▶ Requirements
Convert the rows below into a JSON list of strings with one string per line, omitting any blank lines.
* START Listing *
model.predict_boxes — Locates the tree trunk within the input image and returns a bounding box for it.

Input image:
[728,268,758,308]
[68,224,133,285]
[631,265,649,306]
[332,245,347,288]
* END Listing *
▶ Answer for this exercise
[
  "model.predict_boxes — Locates the tree trunk within the input image and returns a bounding box for it.",
  "Input image:",
  "[728,268,758,308]",
  "[68,224,133,285]",
  "[631,265,649,306]",
  "[332,245,347,288]"
]